インターネットイニシアティブ 根岸征史氏

 東京、大阪でのパネルディスカッションでは「僕らの眠りを妨げた(?)セキュリティ事件」と題し、@ITの人気筆者陣が集結。ソフトバンク・テクノロジーの辻伸弘氏、インターネットイニシアティブの根岸征史氏、ラックの川口洋氏が、今回も丁々発止のやり取りを繰り広げた。

 最初に司会の宮田健が、「2014年、印象に残ったセキュリティ事件は?」と尋ねたところ、根岸氏は「DoS攻撃の大規模化。400Gbps超えという、一昔前には考えられないような大規模な攻撃が発生した他、ギガクラスの攻撃が日常的に、カジュアルに行われるようになった」と述べた。辻氏は「他の脆弱性に比べてあまり話題にはなっていないが、Active Directoryで権限昇格が可能になる脆弱性がある。これは本当にヤバい」と指摘。川口氏も「Active Directoryは、侵入されたところは必ずと言っていいほどやられていますね」と重ねた。

【関連リンク】

Active Directoryのドメイン管理者アカウントが不正利用、組織内攻撃に悪用(@IT)

http://www.atmarkit.co.jp/ait/articles/1412/19/news155.html


 2014年は、HeartbleedにShellshock、POODLE、GHOST……と、重大な脆弱性がただ公表されるだけでなく、名前やロゴマーク付きで公表されるケースが目立った一年でもあった。「事前に調整した上で情報が公開されること自体はいいこと」と根岸氏は評価するが、一方で、「名前が付いた脆弱性だから対処する、というのもちょっと違うと思う」と辻氏。また川口氏は、現実的な対応という観点で「テレビと新聞に載るかどうかで違ってくる。問題の本質はさておき、メディアに出てしまった結果、対応を迫られる人がたくさんいた」と述べた。

 またこうした情報は、どうしても第一報のみに注目が集まりがちだが、「例えばHeartbleedやShellshockは、いろんな人が研究した結果、当初言われていたよりも深刻な問題であることが分かった。出てきたときの情報だけを見ていても不十分で、ある程度のスパンで、危険かどうかを見ていく必要がある」(根岸氏)。辻氏も同意し、「メディアで騒がれている話題であっても、自分の目で一次ソースを確認してほしい」とした。

【関連リンク】

OpenSSLの「Heartbleed」脆弱性は2年前から存在、「最悪のケースを想定して対処を」と専門家(@IT)

⁂

▸ 短い課題
セキュリティ事件をめぐるパネルディスカッションの記事を、最後の文の後から書き継いでください。 次の資料は、パネルディスカッションの記事とは関係がありません。

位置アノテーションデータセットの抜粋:
⁂

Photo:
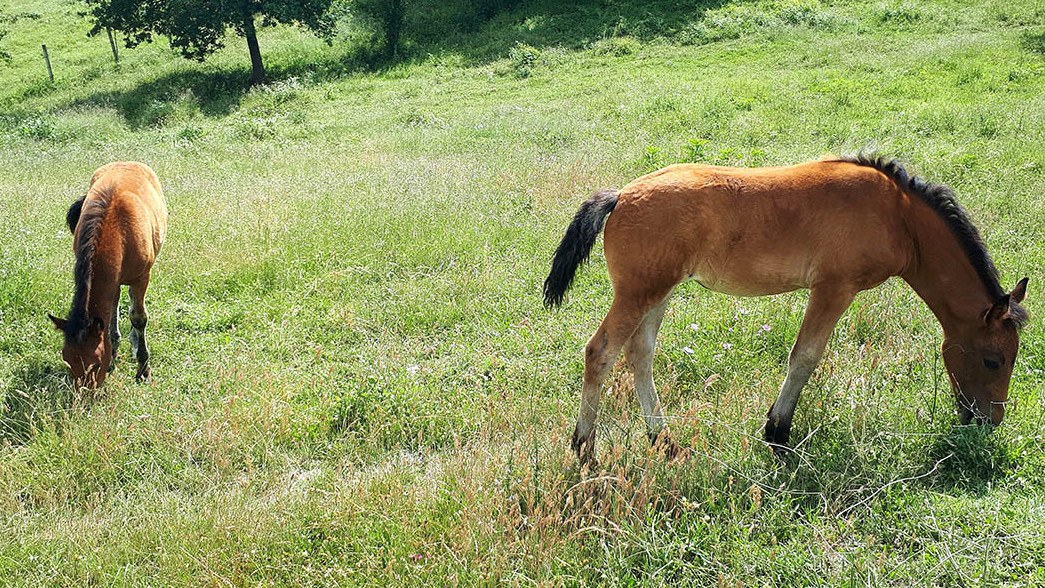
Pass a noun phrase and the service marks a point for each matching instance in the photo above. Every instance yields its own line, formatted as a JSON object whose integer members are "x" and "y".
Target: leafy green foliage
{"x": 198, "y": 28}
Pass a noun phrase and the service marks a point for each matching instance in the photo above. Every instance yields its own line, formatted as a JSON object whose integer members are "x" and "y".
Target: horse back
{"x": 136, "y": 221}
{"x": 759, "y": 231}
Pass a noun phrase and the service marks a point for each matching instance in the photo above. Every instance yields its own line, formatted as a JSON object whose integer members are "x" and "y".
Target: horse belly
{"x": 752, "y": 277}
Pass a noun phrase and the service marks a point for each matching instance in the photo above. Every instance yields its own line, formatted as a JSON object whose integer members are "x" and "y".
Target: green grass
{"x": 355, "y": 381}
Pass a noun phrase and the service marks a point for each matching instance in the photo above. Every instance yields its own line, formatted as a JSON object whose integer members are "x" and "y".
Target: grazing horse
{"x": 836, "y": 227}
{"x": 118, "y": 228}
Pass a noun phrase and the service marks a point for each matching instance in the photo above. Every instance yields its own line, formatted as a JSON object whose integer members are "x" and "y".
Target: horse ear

⁂

▸ 課題の解答
http://www.atmarkit.co.jp/ait/articles/1404/10/news128.html

bashにコードインジェクションの脆弱性「Shellshock」、管理者に大きなショック(@IT)

http://www.atmarkit.co.jp/ait/articles/1409/26/news071.html

ちっともかわいくなかった、セキュリティ界の「POODLE」(@IT)

http://www.atmarkit.co.jp/ait/articles/1411/10/news015.html

「GHOST」の正体見たり枯れ尾花? 名前には踊らされなかったセキュリティクラスター(@IT)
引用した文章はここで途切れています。